___ Teks yang Diberikan

The Day

         This is a special throwback story to my day of departure to Japan, to pursue my 3rd semester of undergraduate study at Nagoya University.

24 September 2015
         Rasanya seperti mimpi. Aku tak pernah membayangkan hari ini terjadi. Fascinating. Mimpi yang jadi kenyataan. Hari ini adalah hari dimulainya perjalananku, yang mungkin menjadi impian banyak orang.
             Aku bangga, bisa sampai di titik ini. Tak ku pungkiri, semua ini memang tak masuk akal. Mahasiswa baru 1 tahun menginjakkan kaki di FH UGM dan semester 3nya, akan dijalani di luar Indonesia, Jepang, Nagoya University. Apa ini? Aku terus bertanya-tanya. Apa maksud semua ini? 
            Awal tahun keduaku sebagai mahasiswa hukum, akan kujalani di Jepang, which is strange to those who don’t know me. Yeah. Jepang? Hukum? Apalagi buat orang-orang awam yang hanya paham Belanda sebagai tempat terbaik belajar hukum. Well, memang tidak salah, Belanda memang tujuan favorit mahasiswa Indonesia. Namun, bagiku, bukan Belanda, belum waktunya. Aku punya impian yang sejak dahulu, membuat ku eager, when would I accomplish it?

______
___ Informasi yang Diberikan

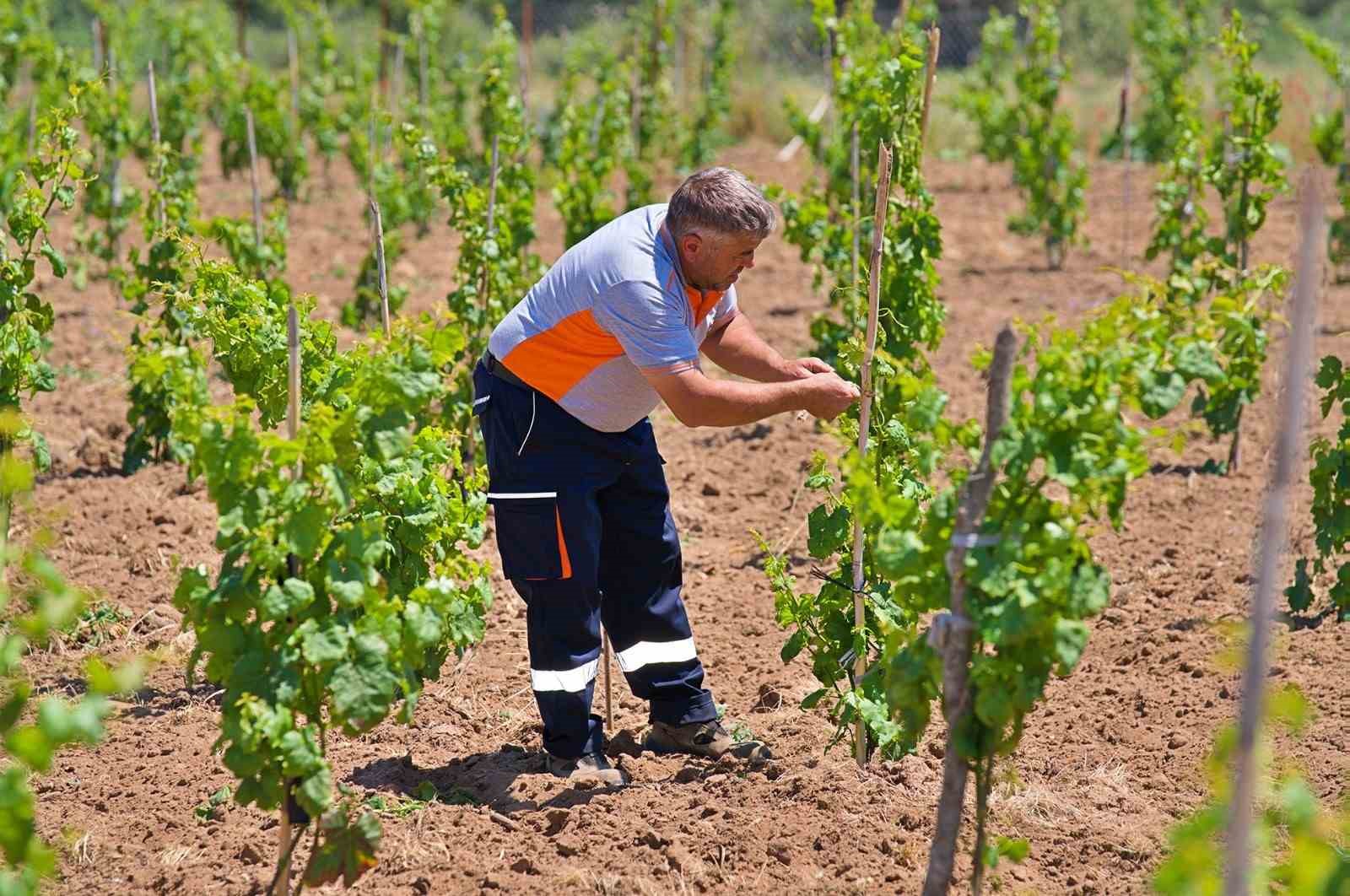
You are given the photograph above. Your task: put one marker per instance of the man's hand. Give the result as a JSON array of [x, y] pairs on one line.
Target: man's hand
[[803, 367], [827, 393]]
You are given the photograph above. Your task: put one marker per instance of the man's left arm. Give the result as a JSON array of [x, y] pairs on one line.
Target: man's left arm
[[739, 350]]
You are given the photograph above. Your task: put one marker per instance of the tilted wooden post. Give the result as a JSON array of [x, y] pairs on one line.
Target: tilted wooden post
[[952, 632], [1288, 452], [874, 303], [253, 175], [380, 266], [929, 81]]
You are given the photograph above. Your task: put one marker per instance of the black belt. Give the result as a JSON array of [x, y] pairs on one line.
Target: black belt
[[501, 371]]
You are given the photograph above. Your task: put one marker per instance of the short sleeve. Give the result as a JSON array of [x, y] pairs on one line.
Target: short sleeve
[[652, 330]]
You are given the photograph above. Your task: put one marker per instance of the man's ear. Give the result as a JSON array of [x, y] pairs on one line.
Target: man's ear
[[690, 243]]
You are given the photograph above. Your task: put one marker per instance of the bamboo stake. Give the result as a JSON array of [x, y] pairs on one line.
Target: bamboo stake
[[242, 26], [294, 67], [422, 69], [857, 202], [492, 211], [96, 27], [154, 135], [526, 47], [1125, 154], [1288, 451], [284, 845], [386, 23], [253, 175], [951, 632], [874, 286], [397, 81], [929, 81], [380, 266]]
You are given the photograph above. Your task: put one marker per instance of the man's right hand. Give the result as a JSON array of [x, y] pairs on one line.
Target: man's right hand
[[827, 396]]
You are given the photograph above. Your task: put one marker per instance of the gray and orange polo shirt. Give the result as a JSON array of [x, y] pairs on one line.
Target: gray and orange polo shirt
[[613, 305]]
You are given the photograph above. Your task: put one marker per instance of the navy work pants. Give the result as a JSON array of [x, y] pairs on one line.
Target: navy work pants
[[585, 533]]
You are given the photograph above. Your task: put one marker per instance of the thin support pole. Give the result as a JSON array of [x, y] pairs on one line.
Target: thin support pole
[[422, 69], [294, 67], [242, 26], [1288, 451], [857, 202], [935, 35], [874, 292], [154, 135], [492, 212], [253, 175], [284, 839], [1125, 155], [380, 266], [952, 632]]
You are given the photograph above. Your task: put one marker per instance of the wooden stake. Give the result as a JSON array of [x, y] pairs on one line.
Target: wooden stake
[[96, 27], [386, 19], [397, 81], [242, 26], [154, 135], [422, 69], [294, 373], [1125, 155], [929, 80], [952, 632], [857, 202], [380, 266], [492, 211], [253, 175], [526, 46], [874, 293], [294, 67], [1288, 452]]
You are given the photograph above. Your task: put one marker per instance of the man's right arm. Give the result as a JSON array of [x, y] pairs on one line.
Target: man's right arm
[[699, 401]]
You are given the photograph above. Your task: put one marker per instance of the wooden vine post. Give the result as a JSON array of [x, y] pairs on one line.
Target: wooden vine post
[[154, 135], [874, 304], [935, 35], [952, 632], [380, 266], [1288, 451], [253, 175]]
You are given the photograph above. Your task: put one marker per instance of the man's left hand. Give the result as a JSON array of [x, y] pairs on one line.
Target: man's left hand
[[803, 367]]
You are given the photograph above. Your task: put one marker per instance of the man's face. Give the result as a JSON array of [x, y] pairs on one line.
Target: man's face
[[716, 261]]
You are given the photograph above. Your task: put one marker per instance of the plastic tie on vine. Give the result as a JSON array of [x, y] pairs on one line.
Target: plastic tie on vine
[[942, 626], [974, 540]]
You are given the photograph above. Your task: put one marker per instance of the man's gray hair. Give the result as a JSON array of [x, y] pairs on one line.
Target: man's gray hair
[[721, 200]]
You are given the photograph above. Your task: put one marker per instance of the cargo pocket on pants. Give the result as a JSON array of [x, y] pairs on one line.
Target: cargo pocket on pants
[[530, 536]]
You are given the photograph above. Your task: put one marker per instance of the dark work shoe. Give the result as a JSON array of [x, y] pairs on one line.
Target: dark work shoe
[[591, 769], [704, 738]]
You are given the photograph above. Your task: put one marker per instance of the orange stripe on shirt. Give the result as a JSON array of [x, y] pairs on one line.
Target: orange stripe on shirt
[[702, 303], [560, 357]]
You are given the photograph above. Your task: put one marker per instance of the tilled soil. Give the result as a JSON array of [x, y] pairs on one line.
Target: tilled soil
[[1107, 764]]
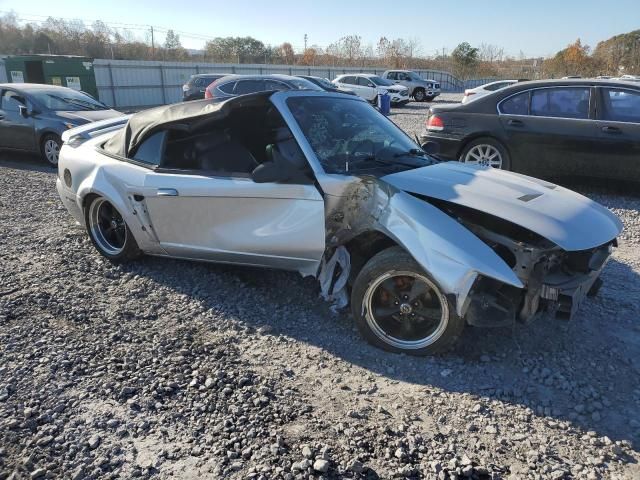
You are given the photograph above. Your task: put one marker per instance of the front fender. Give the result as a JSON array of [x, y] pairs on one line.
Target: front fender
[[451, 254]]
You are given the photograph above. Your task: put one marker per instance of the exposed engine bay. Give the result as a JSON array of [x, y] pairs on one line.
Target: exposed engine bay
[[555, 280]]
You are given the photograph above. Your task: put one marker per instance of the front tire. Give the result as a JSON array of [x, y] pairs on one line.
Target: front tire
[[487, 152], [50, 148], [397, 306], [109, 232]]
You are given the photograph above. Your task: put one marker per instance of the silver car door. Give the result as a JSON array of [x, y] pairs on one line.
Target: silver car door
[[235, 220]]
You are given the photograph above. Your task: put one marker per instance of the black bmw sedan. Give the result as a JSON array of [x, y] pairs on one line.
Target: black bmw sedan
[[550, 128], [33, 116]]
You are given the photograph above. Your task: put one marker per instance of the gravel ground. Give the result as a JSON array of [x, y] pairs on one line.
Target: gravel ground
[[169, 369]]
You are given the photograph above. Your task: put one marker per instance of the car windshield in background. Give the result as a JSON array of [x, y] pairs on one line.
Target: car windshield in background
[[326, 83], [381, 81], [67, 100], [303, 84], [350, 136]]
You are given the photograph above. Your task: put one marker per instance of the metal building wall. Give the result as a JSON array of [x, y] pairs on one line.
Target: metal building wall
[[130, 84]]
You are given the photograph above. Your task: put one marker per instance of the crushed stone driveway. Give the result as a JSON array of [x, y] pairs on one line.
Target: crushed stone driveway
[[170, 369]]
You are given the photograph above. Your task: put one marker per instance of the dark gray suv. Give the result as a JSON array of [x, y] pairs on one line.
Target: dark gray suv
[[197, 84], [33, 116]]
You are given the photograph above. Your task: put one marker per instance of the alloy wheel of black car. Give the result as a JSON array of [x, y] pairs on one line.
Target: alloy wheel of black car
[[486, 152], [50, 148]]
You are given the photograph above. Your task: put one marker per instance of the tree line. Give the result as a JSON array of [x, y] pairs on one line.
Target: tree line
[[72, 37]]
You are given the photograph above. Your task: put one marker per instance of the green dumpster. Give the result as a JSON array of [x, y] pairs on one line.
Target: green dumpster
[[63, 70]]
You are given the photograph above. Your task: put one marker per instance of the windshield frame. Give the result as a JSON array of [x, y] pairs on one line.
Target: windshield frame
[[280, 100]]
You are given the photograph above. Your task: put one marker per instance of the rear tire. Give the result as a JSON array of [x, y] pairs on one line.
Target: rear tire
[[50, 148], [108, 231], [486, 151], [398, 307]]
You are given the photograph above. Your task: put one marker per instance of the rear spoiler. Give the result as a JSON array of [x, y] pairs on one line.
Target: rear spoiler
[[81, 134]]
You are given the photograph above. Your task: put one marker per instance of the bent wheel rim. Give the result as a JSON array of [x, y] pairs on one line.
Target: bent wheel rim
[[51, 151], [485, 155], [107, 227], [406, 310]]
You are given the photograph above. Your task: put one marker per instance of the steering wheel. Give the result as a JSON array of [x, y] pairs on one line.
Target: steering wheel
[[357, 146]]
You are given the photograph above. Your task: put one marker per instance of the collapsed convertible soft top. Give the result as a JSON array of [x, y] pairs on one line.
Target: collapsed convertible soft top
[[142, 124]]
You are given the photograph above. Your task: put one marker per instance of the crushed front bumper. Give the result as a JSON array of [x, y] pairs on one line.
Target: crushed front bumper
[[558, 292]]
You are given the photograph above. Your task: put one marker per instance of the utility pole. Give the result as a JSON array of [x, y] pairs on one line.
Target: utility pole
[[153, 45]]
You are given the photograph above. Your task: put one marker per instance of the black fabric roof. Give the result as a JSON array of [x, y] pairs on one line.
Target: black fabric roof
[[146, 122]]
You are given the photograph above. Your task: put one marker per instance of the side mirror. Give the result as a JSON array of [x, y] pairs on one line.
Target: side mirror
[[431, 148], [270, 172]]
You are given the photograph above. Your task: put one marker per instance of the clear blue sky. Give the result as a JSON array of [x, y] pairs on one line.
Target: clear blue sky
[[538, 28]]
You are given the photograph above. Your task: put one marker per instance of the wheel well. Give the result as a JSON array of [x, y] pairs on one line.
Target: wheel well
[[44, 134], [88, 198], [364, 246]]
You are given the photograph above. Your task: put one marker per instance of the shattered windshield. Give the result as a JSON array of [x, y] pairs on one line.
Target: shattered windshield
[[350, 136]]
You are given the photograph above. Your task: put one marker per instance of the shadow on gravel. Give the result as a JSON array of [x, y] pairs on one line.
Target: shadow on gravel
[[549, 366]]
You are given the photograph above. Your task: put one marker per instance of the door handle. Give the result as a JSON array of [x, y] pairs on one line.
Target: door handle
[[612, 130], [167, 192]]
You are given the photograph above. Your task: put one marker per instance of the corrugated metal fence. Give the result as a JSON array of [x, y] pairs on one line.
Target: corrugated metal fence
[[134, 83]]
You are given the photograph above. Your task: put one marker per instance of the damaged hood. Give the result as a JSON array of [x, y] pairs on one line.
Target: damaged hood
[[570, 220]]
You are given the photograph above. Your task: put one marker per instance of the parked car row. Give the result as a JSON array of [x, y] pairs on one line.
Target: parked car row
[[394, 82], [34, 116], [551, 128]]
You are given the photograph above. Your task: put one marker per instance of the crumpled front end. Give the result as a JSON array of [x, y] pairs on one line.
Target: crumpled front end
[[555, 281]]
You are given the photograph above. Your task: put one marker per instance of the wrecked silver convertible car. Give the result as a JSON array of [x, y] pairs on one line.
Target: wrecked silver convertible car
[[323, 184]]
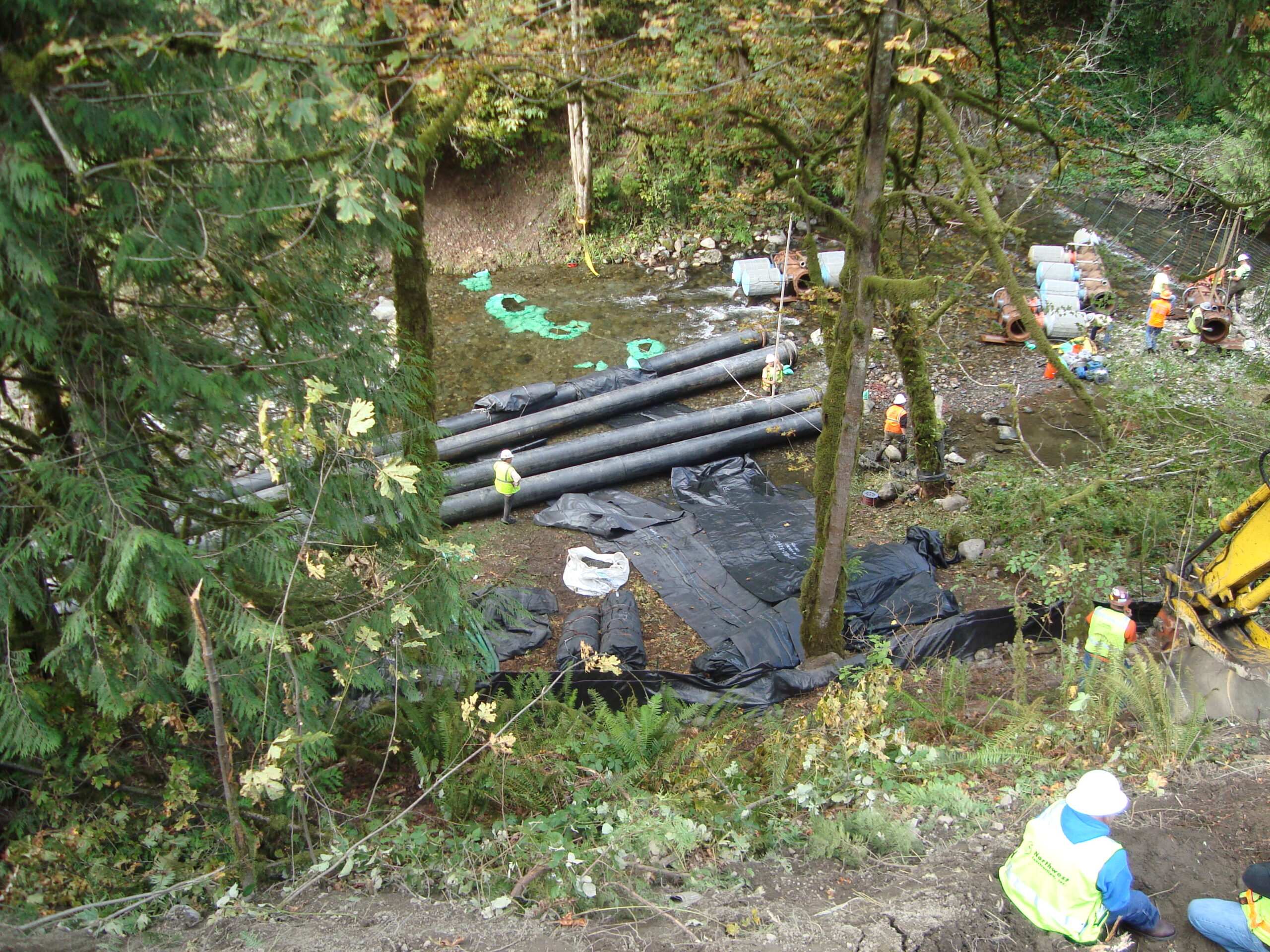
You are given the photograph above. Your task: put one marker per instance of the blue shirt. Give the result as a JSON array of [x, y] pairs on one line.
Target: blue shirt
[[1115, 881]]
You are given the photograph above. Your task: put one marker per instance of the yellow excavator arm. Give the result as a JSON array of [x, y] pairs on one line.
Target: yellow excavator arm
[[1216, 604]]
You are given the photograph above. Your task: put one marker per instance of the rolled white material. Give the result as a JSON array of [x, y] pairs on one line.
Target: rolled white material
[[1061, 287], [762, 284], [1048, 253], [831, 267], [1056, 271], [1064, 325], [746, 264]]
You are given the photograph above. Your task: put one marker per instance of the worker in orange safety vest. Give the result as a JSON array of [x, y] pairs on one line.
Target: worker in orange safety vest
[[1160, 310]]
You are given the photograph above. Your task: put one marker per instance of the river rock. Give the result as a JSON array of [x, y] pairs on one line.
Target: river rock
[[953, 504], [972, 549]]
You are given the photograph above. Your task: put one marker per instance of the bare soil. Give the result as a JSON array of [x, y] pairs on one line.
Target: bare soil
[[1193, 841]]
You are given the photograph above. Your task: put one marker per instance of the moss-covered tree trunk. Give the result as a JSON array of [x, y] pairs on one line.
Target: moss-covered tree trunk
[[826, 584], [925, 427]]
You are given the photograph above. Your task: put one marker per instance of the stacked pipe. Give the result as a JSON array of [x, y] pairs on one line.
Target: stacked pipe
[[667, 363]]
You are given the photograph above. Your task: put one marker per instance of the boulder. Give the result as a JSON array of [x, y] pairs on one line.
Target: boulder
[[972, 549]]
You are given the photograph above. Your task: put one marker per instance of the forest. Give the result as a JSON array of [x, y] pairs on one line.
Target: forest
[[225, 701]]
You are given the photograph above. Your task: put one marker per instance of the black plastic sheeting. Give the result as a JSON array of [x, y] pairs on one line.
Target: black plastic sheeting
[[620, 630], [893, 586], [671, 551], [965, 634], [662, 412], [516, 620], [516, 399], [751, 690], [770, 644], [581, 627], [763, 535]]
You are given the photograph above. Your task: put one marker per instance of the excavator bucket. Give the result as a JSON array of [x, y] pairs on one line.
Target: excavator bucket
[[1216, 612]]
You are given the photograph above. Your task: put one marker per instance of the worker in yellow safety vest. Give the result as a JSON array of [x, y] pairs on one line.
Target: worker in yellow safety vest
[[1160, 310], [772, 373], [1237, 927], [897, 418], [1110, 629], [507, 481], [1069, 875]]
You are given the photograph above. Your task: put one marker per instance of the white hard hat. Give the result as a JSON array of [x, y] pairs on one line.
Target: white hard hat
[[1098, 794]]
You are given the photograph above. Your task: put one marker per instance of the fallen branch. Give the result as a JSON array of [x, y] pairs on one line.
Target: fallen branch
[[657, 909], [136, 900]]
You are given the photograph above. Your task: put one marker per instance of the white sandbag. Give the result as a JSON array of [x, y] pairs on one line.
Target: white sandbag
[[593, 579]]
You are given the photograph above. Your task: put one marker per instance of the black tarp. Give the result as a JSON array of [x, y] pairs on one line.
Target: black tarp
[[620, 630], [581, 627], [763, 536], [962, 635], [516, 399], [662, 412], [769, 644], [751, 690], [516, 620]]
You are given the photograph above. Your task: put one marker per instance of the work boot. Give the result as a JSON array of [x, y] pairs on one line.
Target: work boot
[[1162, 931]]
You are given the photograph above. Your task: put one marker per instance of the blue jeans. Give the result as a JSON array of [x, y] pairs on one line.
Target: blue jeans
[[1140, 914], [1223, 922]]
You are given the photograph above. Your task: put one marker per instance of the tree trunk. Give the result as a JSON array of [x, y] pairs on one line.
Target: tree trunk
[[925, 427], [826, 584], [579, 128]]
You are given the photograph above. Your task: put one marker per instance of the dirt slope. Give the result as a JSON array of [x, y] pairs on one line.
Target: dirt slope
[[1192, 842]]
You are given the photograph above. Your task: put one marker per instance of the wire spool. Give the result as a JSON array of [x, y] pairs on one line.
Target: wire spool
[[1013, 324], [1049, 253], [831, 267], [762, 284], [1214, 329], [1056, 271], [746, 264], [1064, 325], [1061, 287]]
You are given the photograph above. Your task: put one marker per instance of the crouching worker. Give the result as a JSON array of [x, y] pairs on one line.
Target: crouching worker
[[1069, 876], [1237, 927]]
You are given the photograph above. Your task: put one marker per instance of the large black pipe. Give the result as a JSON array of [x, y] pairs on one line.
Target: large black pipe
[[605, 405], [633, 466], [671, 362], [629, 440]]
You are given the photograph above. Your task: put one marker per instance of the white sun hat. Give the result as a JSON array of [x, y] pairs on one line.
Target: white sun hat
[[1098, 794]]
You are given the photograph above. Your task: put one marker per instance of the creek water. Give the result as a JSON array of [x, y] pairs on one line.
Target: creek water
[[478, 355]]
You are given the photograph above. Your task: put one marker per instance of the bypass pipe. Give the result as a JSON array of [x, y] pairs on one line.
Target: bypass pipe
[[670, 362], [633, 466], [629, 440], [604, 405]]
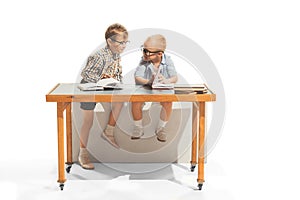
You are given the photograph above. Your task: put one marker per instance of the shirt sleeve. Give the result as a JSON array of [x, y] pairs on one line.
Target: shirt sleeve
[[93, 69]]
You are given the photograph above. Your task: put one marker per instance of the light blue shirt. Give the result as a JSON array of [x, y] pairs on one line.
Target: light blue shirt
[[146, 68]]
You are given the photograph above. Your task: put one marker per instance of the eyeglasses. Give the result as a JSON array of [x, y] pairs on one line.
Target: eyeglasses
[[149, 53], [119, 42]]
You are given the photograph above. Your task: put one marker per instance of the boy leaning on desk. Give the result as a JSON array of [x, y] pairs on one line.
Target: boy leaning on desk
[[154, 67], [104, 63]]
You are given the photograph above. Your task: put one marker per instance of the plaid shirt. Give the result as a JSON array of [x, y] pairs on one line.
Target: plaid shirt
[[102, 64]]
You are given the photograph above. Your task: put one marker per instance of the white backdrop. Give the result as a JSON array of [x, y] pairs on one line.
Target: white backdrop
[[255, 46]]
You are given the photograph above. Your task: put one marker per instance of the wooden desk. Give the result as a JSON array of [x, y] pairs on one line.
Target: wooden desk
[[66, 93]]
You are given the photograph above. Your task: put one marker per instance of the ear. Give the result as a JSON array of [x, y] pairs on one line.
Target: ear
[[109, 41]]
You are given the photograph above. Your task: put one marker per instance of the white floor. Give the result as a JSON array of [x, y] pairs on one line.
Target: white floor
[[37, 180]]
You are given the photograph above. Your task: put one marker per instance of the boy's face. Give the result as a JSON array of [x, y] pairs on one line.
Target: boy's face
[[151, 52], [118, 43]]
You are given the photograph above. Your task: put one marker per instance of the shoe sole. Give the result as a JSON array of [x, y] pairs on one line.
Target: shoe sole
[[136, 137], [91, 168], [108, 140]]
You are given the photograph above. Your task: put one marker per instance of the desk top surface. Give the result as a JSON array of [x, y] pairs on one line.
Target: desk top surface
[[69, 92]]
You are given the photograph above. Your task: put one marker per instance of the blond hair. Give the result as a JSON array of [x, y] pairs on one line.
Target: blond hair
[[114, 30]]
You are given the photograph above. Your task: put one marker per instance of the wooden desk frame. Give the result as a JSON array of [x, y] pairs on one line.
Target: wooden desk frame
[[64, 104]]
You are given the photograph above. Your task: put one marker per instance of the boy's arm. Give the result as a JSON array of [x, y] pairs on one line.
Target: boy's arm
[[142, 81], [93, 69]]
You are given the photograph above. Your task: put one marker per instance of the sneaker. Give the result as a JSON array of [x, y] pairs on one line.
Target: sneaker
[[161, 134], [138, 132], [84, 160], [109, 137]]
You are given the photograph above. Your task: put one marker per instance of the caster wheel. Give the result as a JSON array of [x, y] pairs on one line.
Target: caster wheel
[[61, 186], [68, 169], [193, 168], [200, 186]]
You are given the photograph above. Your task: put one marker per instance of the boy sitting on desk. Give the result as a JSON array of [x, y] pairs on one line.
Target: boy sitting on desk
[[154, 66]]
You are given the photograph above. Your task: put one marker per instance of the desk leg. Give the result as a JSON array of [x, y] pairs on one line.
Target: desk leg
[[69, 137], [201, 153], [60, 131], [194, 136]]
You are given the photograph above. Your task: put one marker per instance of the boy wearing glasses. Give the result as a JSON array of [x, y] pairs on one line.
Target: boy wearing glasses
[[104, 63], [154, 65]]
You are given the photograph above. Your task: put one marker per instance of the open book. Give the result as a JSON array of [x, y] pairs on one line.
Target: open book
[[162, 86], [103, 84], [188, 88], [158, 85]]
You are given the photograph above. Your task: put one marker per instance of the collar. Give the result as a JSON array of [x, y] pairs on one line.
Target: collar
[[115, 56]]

______

[Daftar Soal]
1) Tuliskan ulang kata demi kata bagian kisah keberangkatan ke Jepang yang dimulai dengan kata-kata "Awal tahun keduaku" dan berakhir dengan "I accomplish it?".
2) Lanjutkan kisah keberangkatan ke Jepang setelah kalimat terakhirnya.
Data tersebut tidak berhubungan dengan kisah keberangkatan ke Jepang.

[Jawaban Tugas]
1)
Awal tahun keduaku sebagai mahasiswa hukum, akan kujalani di Jepang, which is strange to those who don’t know me. Yeah. Jepang? Hukum? Apalagi buat orang-orang awam yang hanya paham Belanda sebagai tempat terbaik belajar hukum. Well, memang tidak salah, Belanda memang tujuan favorit mahasiswa Indonesia. Namun, bagiku, bukan Belanda, belum waktunya. Aku punya impian yang sejak dahulu, membuat ku eager, when would I accomplish it?

2)
       Yeah, Jepang. Sejak SMP, aku sudah belajar bahasa jepang, awalnya tidak terlalu tertarik, not a good student tho. However, things changed. I changed, I dunno why tho. Aku terus belajar bahasa jepang di luar jam sekolah, privat dan seterusnya bersama teman kecilku, Bagas. I was just into japanese. Anehnya, bukan drama, lagu, atau anime. Anime masa kecil memang attracted me so much, but as I grew up, aku lebih into korean pop. Dan, anehnya lagi, jepang masih memiliki tempat spesial di hatiku. Buatku, bahasa jepang itu bahasa yang unik, dan negara jepang itu sendiri merupakan negara yang menarik. Satu-satunya negara asia yang developed, masyarakatnya masih konsisten dalam preserve their culture. Despite the fact that I didn’t study japanese really hard, I got the basic, I could read hiragana, katakana, and some kanji. That’s above beginner level.
            Dengan background itu, aku terus mengejar mimpiku untuk bisa ke jepang, belajar dan dibiayai beasiswa. Ga mungkin juga orang tua ku mampu membiayai kuliahku di sana. 
Dan, dang!
              Sampailah aku pada titik ini, setelah melewati seleksi yang cukup ketat, karena yang mendaftar dari angkatan 2014 hanya aku dan sisanya angkatan 2013 dan 2012, jadilah hanya satu mahasiswa yang dikirim dari UGM, bukan hanya mewakili ugm tetapi juga Indonesia. As a matter of fact, aku memang satu-satunya Indonesia di fakultas hukum sana, well this part I’ll tell in another story.
                Bangga, begitu bangga. Orang tuaku, keluarga besarku, bangga.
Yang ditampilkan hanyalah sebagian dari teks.